> **What the exercise asks**: Could you reproduce, exactly and alone, the lines running from the one with "Could you point out every instance of the white pillow" to the end of the data below?

/---

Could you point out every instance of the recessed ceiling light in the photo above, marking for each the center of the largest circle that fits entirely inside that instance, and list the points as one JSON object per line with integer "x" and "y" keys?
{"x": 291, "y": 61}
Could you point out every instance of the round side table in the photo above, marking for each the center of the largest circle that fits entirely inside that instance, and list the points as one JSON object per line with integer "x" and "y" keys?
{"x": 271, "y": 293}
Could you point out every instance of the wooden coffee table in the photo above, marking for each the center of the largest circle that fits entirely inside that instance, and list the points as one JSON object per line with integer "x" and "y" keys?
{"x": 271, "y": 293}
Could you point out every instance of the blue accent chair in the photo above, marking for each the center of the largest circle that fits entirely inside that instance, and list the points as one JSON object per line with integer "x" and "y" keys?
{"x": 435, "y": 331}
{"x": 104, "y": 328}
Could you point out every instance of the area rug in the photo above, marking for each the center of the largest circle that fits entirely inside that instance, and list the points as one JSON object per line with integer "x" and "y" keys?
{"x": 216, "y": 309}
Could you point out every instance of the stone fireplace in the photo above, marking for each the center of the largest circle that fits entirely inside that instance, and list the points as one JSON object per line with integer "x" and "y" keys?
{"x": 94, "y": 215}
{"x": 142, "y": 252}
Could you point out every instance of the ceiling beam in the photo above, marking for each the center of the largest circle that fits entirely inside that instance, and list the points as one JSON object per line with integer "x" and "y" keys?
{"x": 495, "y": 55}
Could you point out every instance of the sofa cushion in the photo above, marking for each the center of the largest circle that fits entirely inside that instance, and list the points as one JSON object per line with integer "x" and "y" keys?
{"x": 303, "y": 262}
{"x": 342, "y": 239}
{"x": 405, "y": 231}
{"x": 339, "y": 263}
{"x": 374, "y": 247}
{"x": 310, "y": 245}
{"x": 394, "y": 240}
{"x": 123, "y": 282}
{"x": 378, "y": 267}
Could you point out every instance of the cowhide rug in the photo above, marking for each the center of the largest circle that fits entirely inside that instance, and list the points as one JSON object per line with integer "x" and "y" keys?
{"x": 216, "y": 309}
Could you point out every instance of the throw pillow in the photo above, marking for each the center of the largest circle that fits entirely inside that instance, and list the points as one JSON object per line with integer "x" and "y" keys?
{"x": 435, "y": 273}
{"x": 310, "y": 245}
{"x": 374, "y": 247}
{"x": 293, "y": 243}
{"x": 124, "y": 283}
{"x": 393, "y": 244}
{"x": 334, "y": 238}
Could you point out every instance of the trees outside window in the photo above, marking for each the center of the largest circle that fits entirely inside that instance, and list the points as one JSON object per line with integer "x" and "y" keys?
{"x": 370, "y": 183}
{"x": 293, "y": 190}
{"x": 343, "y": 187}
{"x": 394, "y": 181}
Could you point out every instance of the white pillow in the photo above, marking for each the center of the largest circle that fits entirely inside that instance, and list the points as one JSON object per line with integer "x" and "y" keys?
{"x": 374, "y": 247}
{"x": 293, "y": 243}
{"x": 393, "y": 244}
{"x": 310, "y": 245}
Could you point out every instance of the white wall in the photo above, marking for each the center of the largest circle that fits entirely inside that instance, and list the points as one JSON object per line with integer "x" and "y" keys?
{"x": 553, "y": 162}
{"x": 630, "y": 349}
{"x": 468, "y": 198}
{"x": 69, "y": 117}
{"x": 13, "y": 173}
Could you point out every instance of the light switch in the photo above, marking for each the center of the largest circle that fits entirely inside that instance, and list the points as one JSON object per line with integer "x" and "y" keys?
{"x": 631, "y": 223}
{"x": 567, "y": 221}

\---

> **Exercise answer**:
Could you point out every instance of the white pillow in the photo above, marking for each the center of the largest circle that fits entirely inside that instance, and list the points as one JSON object per line with integer "x" and "y" keys?
{"x": 374, "y": 247}
{"x": 293, "y": 243}
{"x": 393, "y": 244}
{"x": 310, "y": 245}
Could you point out every instance of the white wall in the photo above, marking for each the center of the largest circle that fits entirely inside that instance, and list the points as one JSON object per line with integer "x" and "y" keys?
{"x": 553, "y": 162}
{"x": 630, "y": 349}
{"x": 468, "y": 198}
{"x": 69, "y": 117}
{"x": 13, "y": 173}
Could you point out every instance of the light switch in the photo above, marking for each the center of the largest circle that fits entirely inside that instance, and list the points as one JSON object per line with integer "x" and "y" keys?
{"x": 631, "y": 223}
{"x": 567, "y": 221}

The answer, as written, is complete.